Point labeling examples
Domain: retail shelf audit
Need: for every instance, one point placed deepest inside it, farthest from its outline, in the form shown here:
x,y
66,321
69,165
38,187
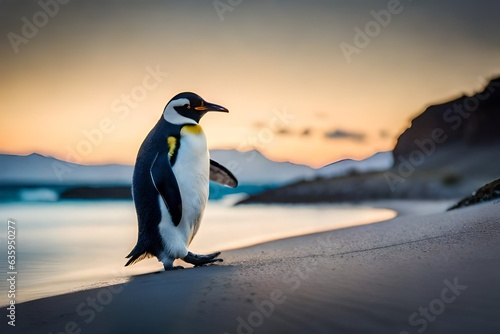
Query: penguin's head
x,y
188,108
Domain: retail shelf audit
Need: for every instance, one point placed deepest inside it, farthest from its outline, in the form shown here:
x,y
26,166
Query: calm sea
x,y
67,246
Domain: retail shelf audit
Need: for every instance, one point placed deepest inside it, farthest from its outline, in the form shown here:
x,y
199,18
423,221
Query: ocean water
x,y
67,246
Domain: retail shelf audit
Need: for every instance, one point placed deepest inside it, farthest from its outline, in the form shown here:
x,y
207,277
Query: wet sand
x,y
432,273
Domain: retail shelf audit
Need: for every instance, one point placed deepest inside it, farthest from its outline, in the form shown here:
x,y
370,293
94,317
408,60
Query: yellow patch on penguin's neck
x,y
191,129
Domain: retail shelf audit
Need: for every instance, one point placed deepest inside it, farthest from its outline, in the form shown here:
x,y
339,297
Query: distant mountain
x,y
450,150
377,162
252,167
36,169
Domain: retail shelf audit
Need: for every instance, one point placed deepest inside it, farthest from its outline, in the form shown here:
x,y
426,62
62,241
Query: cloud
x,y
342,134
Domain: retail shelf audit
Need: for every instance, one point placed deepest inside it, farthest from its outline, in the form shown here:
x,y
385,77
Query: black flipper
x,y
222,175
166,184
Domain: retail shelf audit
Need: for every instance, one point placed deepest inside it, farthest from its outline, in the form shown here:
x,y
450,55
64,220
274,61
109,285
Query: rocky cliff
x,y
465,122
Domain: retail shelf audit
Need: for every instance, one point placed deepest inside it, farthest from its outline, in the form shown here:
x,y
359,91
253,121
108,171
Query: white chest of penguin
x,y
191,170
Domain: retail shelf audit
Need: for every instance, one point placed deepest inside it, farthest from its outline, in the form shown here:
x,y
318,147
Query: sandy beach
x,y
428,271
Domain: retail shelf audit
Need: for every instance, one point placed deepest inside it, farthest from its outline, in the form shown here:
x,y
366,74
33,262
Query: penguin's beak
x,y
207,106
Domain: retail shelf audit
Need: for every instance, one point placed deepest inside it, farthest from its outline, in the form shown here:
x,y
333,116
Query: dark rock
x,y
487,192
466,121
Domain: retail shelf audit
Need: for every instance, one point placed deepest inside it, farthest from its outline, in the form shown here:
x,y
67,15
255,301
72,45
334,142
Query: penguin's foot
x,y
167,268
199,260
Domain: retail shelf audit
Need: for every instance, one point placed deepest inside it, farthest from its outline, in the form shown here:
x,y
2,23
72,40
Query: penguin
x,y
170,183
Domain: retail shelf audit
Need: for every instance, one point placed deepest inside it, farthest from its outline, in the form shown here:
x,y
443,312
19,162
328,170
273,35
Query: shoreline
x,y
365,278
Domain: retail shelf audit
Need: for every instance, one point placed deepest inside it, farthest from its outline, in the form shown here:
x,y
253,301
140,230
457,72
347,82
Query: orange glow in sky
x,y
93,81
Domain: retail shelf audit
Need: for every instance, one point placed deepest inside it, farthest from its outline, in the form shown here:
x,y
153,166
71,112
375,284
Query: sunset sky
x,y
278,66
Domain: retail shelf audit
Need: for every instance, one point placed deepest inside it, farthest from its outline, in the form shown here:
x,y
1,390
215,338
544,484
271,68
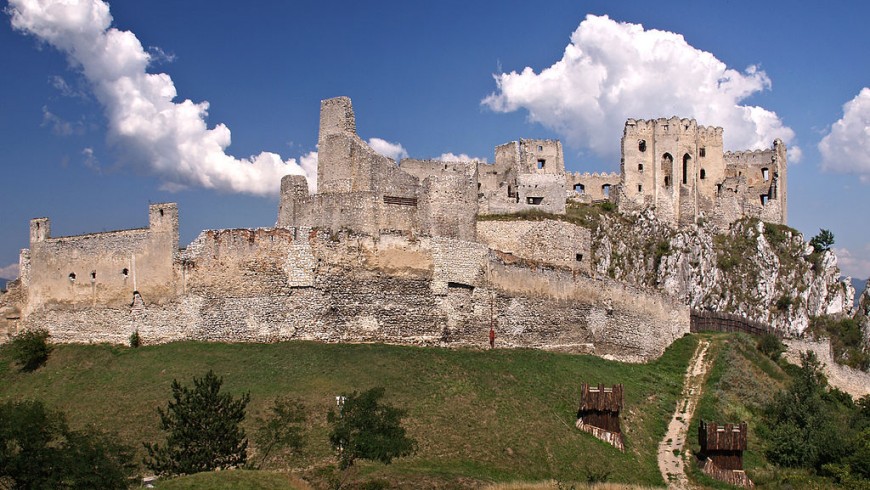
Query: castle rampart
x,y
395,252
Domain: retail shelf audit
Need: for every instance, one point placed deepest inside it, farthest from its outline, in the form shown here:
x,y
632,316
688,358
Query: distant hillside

STATED PROBLEM — Your task is to copy the entries in full and exactly, without any images.

RESPONSE FOR THIS EXERCISE —
Domain: retail shelf audit
Need: for every instance, one point placed deepest inside it, farthest from its outline, in the form shown here:
x,y
66,321
69,165
38,187
Query: penguin's head
x,y
188,108
Domain: retail shelf audit
Need: for every instance, one point placed deepest inside it, farthest from its outline, in the form shown here:
x,y
26,166
Query: calm sea
x,y
67,246
Domain: retail shelf audit
Need: for every instance, one point placed deepest inside it, farthest from its outline, in the form shown here:
x,y
199,18
423,221
Query: ocean water
x,y
67,246
Domain: retail shelf audit
Need: for every instance, one point placed deepest inside it, farthest from its outline, in the form shown here:
x,y
207,277
Query: wet sand
x,y
432,273
Domain: retail shelf audit
Need: for every instance, one point placed deepest inside it, farthest from its outline, in the form shown here:
x,y
370,293
94,317
408,60
Query: yellow patch on penguin's neck
x,y
191,129
Domain: retail shelf audit
Need: for every instance, one point placed deepest inside it, farthest from its outline, in the form shown here:
x,y
339,297
Query: distant mountain
x,y
450,150
377,162
252,167
36,169
Domain: retail shelf audit
Need: for every instance, one point placed deepest inside it, farthest from its outline, in the form shown here:
x,y
426,62
62,241
Query: cloud
x,y
342,134
Domain: retail shelf audit
Need: for every instance, one point placed deepest inside it, farthest from its outline, in the form shown here:
x,y
385,77
Query: black flipper
x,y
222,175
166,184
Domain: retail shelf audit
Need: for every instance, one point placed deepest inside it, farthest from its outline, in the form shown here:
x,y
450,55
64,220
274,61
109,285
Query: rocky cliff
x,y
465,122
Domain: retail shelf audit
Need: for every instance, one point placed deepest inside it, farthest from its outline, in the form shown here:
x,y
359,91
253,121
108,171
Query: white chest of penguin
x,y
191,170
Domain: retail shelf audit
Need: for every instance, one point placed deepest inside it, farthest from its outline, in the form shown here:
x,y
318,147
Query: sandy beach
x,y
428,271
Domain: retail shelf audit
Need: for every instance, one point placed deepest inside it, farthest from its outline, in the form shown here:
x,y
366,74
33,262
Query: penguin's beak
x,y
207,106
Domain: retail shelf audit
Need: for every instance, one point placed deepest inside it, farthest from its outline, in the form shown here:
x,y
333,116
Query: dark rock
x,y
487,192
466,121
Domain: retail shelf audit
Need: for every instance, one point placed deepest inside it, farthest from its outline, in the form shown here:
x,y
67,15
255,301
72,45
334,142
Query: penguin's foot
x,y
167,268
199,260
Domain: retail shelf audit
Need: for every instance, one point placed deepest inside it, farthest from its outline, in the form shown here:
x,y
2,23
72,40
Query: penguin
x,y
170,183
Domain: retail shelf audit
Need: for every instance, one point placed deepest inside it, farthest from its outline, in the form shown here:
x,y
443,312
19,162
328,170
273,35
Query: shoreline
x,y
365,278
Domain: retail shelf audit
Need: for every instance, one point placed deepest inside it, farthest from its outline, in the form shown here:
x,y
253,301
140,230
457,72
347,82
Query: orange glow in sky
x,y
93,81
Domain: retail shelf audit
Need: for every instance, one point placed deepest inside it, farthest from its outline, in the form shown here:
x,y
153,166
71,112
375,284
Query: sunset sky
x,y
278,66
Domain: retail shelf audit
Need: for every instance, one point placed deepest inside it, farthest from its outline, in the form shown here:
x,y
1,390
215,338
544,484
271,68
Query: castle rampart
x,y
395,252
Domain: retail shelf audit
Need: for every instance, one point placed deepest inside it, farthest from its outline, in the form shown here:
x,y
632,316
688,358
Query: distant hillside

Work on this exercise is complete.